| DOCUMENT SEGMENT |
====================
>As a clear obvious example: interactive fiction / text-adventures use a deterministic natural language interface with low load as an intentional flexible puzzle to solve.
Even though games can technically do this, should they? Do consumers actually find it fun and engaging? Considering there has never been a AAA game of that genre I don't think there is true consumer demand for games with such an interface.
If you think the Infocom games were like Zork I-III you don't understand how the ZMachine itself was improved over the years upon creating masterpieces such as Trinity or A Mind Forever Voyaging.
Then Curses!/Jigsaw are something else, and Anchorhead/Spider and Web/Inside Woman/All Things Devour are the king of games with thematics you won't see in 3D AAA games in decades.
And over the years the parser from Zork was so improved that could do chained phrases in English in the 90's on a 16 bit machine with the Z5 version of the Z-Machine with games designed for it. For Z8 machine games, the size of the games was even higher with far more objects and interactivity for puzzles thanks to Inform6 and Inform6lib depending on the build target.
I played Spanish IF games too from the ZX, but emulated, with PAWS (the adv system) adapted into Spanish. As the English grammar it's simpler than the Spanish one and the words are shorter, you could put tons of in game content and potential actions and effects; that's why The Hobbit shines. Altough further Spanish games were much better, such as Aventura Espacial.
Pulling up games from decades ago instead of the last few years isn't a good benchmark either especially considering the technical limitations that existed at that time.
I'm the last person to propose more LLM usage, but there is a reason DnD has exploded in popularity in recent years despite fancier games and graphics existing, and it's not because people find text/story telling restrictive on an immersion or technical level. If a Zork was released today with a hypothetical adaptive parser with world coherent output (big ifs) I think it'd be a huge hit personally. Though to be clear, I'm not saying someone could build it on an LLM.
As long as people still enjoy books I believe they will still want to interact with it if possible.
That's just their nature: they are very inexpensive to make. The original question was whether people find them fun and engaging. Clearly they did in the past. Though nowadays their standards have risen a lot. Even graphical adventure games (like Monkey Island) have long fallen out of favor due to a lack of action elements.
Even though games can technically do this, should they? Do consumers actually find it fun and engaging? Considering there has never been a AAA game of that genre I don't think there is true consumer demand for games with such an interface.
====================
| EXERCISE INSTRUCTIONS |
Answer these questions about the text adventures discussion:
1. Which Spanish game is named as an example of the much better later Spanish games?
2. Which game does one writer say has exploded in popularity in recent years?
3. Which graphical adventure game is named as having fallen out of favor?
====================
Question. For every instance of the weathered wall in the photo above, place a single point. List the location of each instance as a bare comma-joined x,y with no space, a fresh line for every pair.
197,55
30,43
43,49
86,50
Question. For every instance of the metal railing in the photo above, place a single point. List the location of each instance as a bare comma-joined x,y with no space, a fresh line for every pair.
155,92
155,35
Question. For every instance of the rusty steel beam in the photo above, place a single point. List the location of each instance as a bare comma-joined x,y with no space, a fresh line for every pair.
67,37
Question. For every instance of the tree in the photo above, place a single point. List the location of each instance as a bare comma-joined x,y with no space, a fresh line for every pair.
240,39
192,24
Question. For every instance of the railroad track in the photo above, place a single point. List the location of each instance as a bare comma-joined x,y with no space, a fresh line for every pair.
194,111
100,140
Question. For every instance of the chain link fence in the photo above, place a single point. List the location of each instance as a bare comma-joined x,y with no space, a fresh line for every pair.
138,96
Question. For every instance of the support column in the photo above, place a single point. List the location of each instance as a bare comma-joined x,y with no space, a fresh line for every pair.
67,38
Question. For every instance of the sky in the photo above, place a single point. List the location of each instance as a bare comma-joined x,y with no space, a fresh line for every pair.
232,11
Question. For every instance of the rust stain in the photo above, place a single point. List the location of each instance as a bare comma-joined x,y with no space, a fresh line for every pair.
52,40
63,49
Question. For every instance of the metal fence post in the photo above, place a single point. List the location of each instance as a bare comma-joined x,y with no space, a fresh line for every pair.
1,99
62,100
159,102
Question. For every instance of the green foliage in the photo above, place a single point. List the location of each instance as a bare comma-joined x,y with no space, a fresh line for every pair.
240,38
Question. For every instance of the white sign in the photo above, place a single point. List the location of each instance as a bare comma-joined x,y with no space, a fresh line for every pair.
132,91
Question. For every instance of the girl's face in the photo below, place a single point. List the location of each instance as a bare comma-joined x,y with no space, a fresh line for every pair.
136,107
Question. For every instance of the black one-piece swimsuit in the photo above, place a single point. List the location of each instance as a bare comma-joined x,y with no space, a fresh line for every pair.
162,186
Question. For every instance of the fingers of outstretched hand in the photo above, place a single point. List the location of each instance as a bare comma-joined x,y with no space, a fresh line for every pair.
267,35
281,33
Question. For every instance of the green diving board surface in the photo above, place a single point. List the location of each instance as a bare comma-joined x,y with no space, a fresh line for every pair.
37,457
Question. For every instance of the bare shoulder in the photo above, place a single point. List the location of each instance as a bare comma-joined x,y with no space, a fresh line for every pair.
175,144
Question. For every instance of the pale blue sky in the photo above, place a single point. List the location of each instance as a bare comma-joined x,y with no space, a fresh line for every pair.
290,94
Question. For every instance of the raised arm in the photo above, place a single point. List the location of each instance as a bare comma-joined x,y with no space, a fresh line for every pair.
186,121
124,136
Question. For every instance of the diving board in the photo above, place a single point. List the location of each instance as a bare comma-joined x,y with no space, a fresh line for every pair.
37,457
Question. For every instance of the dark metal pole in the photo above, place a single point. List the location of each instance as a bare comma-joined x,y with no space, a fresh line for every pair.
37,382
====================
| ANSWER TO THE EXERCISE |
1. Aventura Espacial
2. DnD
3. Monkey Island